[Location identification entries]
--- Start ---
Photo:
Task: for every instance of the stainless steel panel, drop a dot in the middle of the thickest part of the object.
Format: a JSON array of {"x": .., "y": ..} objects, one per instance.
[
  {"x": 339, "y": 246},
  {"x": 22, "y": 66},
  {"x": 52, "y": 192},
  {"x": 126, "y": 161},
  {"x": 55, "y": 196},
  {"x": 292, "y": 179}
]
--- End ---
- TASK REQUIREMENTS -
Edit the data above by replacing "stainless steel panel" with "metal panel", keeping everything else unchanged.

- RESPONSE TO THE TASK -
Photo:
Task: for every instance of the metal panel, drop a dot in the middle of the thickest part of the object.
Format: a JSON array of {"x": .., "y": ..} objects, one per instance.
[
  {"x": 339, "y": 246},
  {"x": 22, "y": 66},
  {"x": 52, "y": 192},
  {"x": 126, "y": 161},
  {"x": 55, "y": 196},
  {"x": 292, "y": 179}
]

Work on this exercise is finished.